--- Start of PROVIDED MATERIAL ---

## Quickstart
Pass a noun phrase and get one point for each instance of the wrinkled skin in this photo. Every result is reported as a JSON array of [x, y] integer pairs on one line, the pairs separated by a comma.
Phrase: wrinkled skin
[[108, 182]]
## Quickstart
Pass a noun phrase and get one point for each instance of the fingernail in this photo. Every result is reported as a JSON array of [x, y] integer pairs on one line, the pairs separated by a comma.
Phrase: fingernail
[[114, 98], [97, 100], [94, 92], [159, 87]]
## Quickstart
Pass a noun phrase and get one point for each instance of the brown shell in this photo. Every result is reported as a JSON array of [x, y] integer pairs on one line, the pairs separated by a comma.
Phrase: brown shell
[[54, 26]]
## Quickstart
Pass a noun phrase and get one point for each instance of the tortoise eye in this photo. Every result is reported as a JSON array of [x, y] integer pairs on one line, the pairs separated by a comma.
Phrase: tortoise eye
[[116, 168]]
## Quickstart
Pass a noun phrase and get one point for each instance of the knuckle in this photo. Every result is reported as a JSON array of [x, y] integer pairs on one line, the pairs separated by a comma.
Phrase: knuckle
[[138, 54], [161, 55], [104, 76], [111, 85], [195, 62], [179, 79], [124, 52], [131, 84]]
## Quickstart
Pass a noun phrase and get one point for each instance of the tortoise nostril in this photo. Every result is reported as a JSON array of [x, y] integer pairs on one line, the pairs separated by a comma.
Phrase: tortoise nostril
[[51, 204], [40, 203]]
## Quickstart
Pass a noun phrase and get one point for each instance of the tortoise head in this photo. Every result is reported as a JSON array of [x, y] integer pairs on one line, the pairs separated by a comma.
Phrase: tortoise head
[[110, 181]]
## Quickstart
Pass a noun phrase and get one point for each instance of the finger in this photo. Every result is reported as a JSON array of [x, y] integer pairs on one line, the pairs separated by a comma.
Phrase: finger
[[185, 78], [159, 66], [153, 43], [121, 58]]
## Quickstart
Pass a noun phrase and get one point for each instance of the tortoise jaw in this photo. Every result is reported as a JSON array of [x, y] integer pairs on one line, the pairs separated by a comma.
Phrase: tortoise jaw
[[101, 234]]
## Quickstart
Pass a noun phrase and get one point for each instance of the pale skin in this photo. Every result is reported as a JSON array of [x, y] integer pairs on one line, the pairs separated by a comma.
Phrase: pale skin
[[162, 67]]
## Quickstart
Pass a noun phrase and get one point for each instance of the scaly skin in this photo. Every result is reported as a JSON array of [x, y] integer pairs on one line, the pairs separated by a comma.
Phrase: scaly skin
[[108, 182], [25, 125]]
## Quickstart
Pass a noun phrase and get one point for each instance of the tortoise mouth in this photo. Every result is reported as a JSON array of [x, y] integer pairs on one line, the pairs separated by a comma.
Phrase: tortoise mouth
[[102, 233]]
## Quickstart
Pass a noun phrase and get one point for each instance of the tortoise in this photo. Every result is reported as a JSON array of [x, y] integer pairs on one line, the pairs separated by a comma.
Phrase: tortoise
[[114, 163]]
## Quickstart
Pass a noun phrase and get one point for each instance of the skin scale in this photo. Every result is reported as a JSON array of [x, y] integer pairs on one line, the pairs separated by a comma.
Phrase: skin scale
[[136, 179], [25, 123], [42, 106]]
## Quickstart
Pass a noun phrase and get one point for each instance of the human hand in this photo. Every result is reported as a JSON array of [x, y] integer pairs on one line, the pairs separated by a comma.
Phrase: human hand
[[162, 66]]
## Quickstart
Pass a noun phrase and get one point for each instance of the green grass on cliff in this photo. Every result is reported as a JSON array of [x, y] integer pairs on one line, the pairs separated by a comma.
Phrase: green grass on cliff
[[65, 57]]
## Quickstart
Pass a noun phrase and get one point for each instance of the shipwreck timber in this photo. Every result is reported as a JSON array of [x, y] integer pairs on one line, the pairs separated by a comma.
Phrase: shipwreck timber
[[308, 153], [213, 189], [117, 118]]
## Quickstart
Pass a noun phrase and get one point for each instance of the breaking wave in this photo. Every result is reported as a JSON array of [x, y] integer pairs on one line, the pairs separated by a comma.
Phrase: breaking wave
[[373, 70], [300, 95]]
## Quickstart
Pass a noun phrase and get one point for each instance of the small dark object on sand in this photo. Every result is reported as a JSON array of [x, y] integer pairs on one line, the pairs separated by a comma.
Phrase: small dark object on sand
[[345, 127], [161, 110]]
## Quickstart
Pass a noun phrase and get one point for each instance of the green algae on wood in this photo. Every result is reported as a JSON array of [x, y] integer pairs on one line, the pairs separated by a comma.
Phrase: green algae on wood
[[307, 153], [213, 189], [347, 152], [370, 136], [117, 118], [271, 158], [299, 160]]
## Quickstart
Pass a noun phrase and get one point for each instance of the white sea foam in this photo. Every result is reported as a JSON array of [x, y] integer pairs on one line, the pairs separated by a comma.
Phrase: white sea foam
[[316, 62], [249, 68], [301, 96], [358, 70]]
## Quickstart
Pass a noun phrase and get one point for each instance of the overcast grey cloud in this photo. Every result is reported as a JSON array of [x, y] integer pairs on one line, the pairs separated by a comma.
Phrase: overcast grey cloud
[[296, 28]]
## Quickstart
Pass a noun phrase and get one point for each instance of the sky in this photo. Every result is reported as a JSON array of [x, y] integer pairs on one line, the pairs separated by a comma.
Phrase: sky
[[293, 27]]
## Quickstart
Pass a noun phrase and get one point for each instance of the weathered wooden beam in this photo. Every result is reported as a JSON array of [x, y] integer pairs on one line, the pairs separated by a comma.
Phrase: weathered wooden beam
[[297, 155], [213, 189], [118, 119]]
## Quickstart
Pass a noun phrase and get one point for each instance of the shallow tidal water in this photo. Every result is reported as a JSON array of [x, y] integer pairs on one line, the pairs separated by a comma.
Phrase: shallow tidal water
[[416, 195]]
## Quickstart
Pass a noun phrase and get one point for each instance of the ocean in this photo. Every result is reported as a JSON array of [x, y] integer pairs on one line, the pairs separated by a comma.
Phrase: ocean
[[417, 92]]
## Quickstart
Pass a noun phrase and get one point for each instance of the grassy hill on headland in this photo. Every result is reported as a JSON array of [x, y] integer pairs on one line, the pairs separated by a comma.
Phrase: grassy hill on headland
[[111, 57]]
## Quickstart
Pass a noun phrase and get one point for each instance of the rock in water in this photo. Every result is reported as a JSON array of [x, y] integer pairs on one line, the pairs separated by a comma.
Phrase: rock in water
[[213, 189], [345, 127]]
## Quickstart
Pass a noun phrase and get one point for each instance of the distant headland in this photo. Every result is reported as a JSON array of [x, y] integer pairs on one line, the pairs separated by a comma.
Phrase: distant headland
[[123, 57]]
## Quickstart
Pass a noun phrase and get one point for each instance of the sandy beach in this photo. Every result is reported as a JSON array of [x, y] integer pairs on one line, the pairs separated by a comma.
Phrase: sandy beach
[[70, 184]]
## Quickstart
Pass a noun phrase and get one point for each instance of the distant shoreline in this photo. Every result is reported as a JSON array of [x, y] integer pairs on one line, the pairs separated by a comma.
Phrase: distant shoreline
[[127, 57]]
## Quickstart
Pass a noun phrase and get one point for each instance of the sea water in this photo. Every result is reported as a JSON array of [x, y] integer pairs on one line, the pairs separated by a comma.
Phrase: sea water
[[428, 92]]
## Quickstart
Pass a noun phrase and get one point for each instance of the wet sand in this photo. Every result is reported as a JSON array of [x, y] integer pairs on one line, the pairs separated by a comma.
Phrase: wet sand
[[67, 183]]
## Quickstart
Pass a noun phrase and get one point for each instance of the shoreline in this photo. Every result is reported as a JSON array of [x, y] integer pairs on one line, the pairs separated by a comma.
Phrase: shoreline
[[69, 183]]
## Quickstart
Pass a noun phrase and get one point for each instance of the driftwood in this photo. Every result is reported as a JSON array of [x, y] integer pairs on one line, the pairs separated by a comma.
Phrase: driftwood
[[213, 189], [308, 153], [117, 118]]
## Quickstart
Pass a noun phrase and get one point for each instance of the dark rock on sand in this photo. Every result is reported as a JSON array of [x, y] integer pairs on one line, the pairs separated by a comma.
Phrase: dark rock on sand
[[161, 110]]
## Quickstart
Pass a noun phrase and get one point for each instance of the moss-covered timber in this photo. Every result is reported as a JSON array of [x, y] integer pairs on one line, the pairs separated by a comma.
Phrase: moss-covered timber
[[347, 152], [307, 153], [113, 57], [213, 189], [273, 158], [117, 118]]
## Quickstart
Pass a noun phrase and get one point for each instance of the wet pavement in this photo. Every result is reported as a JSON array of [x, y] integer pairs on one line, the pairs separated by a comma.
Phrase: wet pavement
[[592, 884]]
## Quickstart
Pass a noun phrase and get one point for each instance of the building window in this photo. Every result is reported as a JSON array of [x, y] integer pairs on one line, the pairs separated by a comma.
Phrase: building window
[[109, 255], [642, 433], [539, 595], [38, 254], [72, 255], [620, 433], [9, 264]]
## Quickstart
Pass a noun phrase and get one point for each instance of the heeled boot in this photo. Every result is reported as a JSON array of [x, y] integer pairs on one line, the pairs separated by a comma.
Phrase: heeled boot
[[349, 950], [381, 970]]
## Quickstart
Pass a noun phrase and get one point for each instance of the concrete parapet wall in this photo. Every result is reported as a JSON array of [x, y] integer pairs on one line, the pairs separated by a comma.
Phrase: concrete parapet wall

--- End of PROVIDED MATERIAL ---

* **WHAT TO DO**:
Pick out and copy each line of the items above that contains the word "fingernail". Case counts.

* **CORRECT RESULT**:
Pass a noun phrase and get one point for each instance of the fingernail in this photo. Every result is reported as a JSON array of [x, y] integer pairs on one line, the pairs separated by a comma.
Phrase: fingernail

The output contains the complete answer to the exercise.